### Reading passage
▬▬▬

# "Blue Marlana" 7/11/14.



## DISANTO (Oct 1, 2007)

Trip #6 had us leaving the dock yesterday around noon. We ran to the nipple, then eased southwest towards the steps. When we got there, the water was horrible, so we decided to continue towards the rigs. We try to avoid rig fishing if possible, but it seemed this was the best option to get into some fishy water. 

We put the spread out around 0600, to include a squid chain with a small sea star on the flat line. As soon as we passed some drill ship, we had a very nice blue on. Marlana got it to the boat in 22 minutes, and this thing was fired up! It kicked my a** pretty bad on the wire. (Video to come). She did get a tag in the fish, but I had to let go as soon as I got the hook out. The pics are taken from the video head cam. 

We live baited a small black fin around beer can and had another bigger blue on, only to have her come unbuttoned. Pretty slow day, but happy with our marlin. (Did catch a few tunas not worth mentioning)

Absolutely dead calm seas all day. The parking lot of boats reminded me why I don't fish the rigs very often. Give me open water and solitude, and I'm a happy man!

Tight lines!

Dave

































Anyone know what that ship is? Was close to the beer can.


----------



## John B. (Oct 2, 2007)

Kinda looks like the West Vela.


----------



## panhandleslim (Jan 11, 2013)

▬▬▬

### Task requirements
1) In the fishing thread, how many minutes did it take to bring the first blue marlin to the boat?
2) Reproduce the fishing thread word for word, starting with "We put the spread" and going on through "Tight lines!".

▬▬▬

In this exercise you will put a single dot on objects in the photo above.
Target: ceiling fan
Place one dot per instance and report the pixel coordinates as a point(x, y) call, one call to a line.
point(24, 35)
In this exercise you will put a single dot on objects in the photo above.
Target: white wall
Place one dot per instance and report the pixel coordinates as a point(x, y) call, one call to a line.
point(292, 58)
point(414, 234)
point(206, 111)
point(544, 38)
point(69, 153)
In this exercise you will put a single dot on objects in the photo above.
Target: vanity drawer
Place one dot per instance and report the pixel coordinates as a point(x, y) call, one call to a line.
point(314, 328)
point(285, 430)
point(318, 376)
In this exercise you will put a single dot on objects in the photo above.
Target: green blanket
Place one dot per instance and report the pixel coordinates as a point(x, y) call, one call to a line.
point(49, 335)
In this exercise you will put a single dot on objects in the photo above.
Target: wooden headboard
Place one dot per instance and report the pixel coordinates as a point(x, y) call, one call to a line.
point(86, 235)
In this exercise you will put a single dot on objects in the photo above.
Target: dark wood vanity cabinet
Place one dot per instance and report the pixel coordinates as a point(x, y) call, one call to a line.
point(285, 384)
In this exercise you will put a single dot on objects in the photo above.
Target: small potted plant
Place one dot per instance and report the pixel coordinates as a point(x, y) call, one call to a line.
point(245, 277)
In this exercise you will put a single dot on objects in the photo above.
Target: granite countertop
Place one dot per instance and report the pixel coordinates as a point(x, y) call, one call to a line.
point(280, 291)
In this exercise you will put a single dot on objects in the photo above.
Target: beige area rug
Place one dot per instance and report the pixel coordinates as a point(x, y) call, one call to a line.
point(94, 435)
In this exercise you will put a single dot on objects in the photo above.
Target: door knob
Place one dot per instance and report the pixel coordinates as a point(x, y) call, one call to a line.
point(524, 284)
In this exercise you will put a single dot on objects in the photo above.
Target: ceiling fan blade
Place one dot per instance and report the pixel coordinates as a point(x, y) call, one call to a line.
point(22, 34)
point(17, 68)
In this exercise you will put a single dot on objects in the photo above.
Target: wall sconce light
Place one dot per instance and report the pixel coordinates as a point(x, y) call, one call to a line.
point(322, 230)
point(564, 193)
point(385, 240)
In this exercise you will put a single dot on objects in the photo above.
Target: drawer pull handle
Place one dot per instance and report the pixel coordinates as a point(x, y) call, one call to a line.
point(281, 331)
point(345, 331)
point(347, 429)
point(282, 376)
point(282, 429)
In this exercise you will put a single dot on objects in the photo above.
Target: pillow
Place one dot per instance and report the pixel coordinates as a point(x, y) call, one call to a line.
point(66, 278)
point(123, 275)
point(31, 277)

▬▬▬

### Results of the tasks
1) 22 minutes.

2)
We put the spread out around 0600, to include a squid chain with a small sea star on the flat line. As soon as we passed some drill ship, we had a very nice blue on. Marlana got it to the boat in 22 minutes, and this thing was fired up! It kicked my a** pretty bad on the wire. (Video to come). She did get a tag in the fish, but I had to let go as soon as I got the hook out. The pics are taken from the video head cam. 

We live baited a small black fin around beer can and had another bigger blue on, only to have her come unbuttoned. Pretty slow day, but happy with our marlin. (Did catch a few tunas not worth mentioning)

Absolutely dead calm seas all day. The parking lot of boats reminded me why I don't fish the rigs very often. Give me open water and solitude, and I'm a happy man!

Tight lines!